* _Your objective_
Quote all of the material below word for word, leaving out the pictures.

(Rows from an object-pointing dataset)
....................

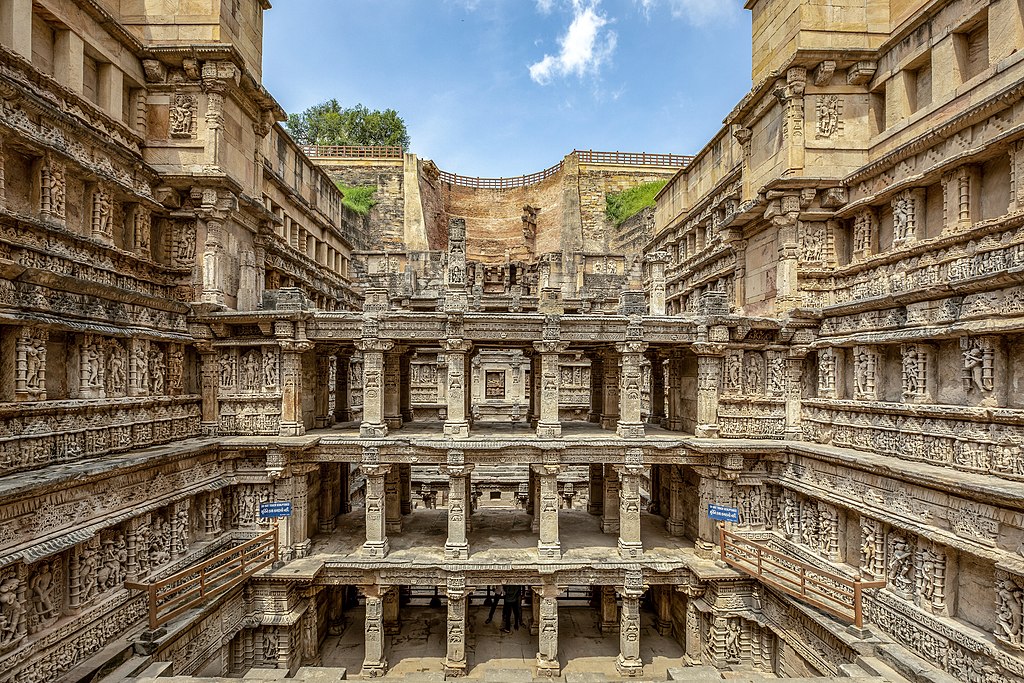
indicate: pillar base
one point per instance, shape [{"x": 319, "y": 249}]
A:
[
  {"x": 292, "y": 429},
  {"x": 371, "y": 430},
  {"x": 551, "y": 551},
  {"x": 547, "y": 669},
  {"x": 629, "y": 550},
  {"x": 549, "y": 430},
  {"x": 629, "y": 668},
  {"x": 457, "y": 429},
  {"x": 454, "y": 669},
  {"x": 457, "y": 551},
  {"x": 377, "y": 549},
  {"x": 374, "y": 669},
  {"x": 707, "y": 431},
  {"x": 630, "y": 430}
]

....................

* _Solution for this exercise_
indicate: pillar base
one point per instance, shape [{"x": 319, "y": 249}]
A:
[
  {"x": 292, "y": 429},
  {"x": 371, "y": 430},
  {"x": 551, "y": 551},
  {"x": 547, "y": 669},
  {"x": 629, "y": 550},
  {"x": 549, "y": 430},
  {"x": 629, "y": 668},
  {"x": 457, "y": 429},
  {"x": 454, "y": 669},
  {"x": 457, "y": 551},
  {"x": 377, "y": 549},
  {"x": 374, "y": 669},
  {"x": 707, "y": 431},
  {"x": 630, "y": 430}
]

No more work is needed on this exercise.